> **TÂCHE À RÉALISER**:
D'après le texte sur ChatGPT et le recrutement, pourquoi l'outil n'est-il pas utile pour le scoring de CV ?

> **TEXTE SOURCE**:
===============

En outre, ChatGPT peut être perçu comme un assistant, mais il est impossible pour les recruteurs de lui laisser la main sur des tâches basiques. Pas question, par exemple, de le laisser rédiger des offres d’emploi de A à Z. « Il n’est pas bon en rédaction. En amont, il faut lui préciser le contenu de manière très dense. En aval, il faut vérifier et réécrire les informations qu’il donne. Du côté des scorings de CV, qui est l’un des points sur lesquels les gens passent le plus de temps, il n’est pas utile car il ne connaît pas suffisamment l’entreprise, ses besoins ou son historique de recrutement. »
– : Le problème de ChatGPT : le manque de fiabilité des données.
Pas question non plus de prendre les données glanées çà et là par ChatGPT pour argent comptant. « Elles sont très nombreuses, un peu datées, pas toujours fiables », alerte Ghislain de Pierrefeu. Difficile, dans ce contexte, de s’assurer qu’elles sont adaptées à l’environnement si particulier de l’entreprise. « Les données sont publiques, génériques, peu personnalisées. Le plus grand danger, c’est qu’elles donnent l’impression d’être fermes et définitives, or elles sont souvent fausses. Il n’y a alors plus du tout d’intelligence, ni artificielle, ni humaine si l’on utilise l’outil sans recul. » Même son de cloche chez Dan Guez. Pour lui, l’impératif est de garder une part d’esprit critique dans l’utilisation des outils technologiques. « ChatGPT ne fait surtout pas exception à la règle. »
Par ailleurs, Dan Guez craint que l’utilisation de données biaisées n’entraîne davantage de discrimination. « Le robot n’a ni sentiment, ni empathie. Il est binaire et sous-alimenté en termes de diversité et de variété. Les retours qu’il donne sont forcément fermés. »
+ : ChatGPT ré-ouvre le débat du recrutement assisté par l’IA
Malgré tous ses défauts, ChatGPT a un avantage : celui de remettre le sujet de l’IA au centre des RH. « Le plus important pour une intelligence artificielle, c’est de pouvoir apprendre dans un bon contexte. C’est pour cela que les entreprises, qui essayent de se différencier dans leur approche des candidats et de personnaliser leurs recrutements vont devoir sortir des biais qu’un outil comme ChatGPT induit forcément », estime Ghislain de Pierrefeu. Il imagine plutôt un système cybersécurisé qui utiliserait des données internes, qui serait entraîné au quotidien et qui se baserait sur l’historique des organisations. « Cela va repenser l’organisation des RH. Entraîner un outil, aussi performant soit-il, demande du temps », prévoit-il. « Il faut nécessairement une appétence au digital », abonde Dan Guez. Il rappelle que jusqu’à présent, les entreprises faisaient appel à des algorithmes pour présélectionner des candidatures sans que les personnes chargées du recrutement n’y comprennent grand-chose. « Cela doit changer : pour collaborer avec un robot au quotidien, il faut forcément connaître ce qui se passe sous le capot. Ne serait-ce que pour savoir quand lui faire confiance, et quand reprendre la main », conclut-il.

===============

> **DONNÉES FOURNIES**:

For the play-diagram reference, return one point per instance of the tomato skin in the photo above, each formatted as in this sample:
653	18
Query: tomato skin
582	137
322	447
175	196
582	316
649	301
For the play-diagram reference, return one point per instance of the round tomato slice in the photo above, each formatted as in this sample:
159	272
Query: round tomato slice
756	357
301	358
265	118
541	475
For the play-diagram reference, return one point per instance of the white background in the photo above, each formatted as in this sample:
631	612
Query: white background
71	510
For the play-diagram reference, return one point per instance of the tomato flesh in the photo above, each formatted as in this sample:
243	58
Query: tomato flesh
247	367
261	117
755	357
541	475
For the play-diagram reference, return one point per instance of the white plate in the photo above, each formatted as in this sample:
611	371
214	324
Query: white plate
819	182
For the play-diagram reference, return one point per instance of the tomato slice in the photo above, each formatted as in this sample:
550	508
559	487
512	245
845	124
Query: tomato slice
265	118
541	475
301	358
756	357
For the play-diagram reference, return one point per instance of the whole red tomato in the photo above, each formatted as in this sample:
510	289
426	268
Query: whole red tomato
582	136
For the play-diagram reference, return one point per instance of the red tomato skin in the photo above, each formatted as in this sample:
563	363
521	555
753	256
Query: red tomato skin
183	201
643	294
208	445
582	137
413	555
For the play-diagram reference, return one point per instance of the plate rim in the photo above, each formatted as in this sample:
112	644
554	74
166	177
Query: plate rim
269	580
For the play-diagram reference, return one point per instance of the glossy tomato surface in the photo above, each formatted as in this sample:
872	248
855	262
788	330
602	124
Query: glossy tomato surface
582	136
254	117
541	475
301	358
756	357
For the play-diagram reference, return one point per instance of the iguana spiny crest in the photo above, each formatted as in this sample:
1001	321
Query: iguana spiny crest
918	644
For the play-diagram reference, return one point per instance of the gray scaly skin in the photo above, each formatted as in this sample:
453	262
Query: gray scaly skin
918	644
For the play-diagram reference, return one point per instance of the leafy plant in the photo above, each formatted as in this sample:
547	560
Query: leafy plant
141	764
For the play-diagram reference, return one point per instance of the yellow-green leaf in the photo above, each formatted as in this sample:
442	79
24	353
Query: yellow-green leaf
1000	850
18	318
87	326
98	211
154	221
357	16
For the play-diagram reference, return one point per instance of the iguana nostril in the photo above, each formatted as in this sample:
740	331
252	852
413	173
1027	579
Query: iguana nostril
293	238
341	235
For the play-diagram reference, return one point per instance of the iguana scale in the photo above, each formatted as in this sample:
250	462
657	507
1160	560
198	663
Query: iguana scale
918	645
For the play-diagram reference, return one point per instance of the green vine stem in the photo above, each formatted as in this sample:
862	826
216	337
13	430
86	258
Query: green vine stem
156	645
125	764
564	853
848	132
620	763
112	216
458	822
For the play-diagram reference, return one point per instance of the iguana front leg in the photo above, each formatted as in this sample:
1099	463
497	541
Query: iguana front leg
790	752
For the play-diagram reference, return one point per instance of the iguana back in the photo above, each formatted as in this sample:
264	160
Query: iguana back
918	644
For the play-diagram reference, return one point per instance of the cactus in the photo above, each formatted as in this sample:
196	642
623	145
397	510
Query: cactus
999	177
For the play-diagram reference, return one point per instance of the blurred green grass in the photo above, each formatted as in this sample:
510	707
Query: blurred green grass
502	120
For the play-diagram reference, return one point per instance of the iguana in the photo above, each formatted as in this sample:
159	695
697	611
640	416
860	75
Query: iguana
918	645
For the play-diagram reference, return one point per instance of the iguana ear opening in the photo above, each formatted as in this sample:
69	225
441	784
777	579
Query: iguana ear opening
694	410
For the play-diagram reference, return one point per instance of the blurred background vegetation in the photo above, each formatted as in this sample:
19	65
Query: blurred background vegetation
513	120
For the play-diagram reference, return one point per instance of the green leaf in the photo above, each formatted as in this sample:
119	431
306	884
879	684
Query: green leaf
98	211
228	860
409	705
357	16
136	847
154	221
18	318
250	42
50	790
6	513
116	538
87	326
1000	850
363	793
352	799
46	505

===============

> **RÉSULTAT DE L'EXERCICE**:
Il ne connaît pas suffisamment l'entreprise, ses besoins ou son historique de recrutement.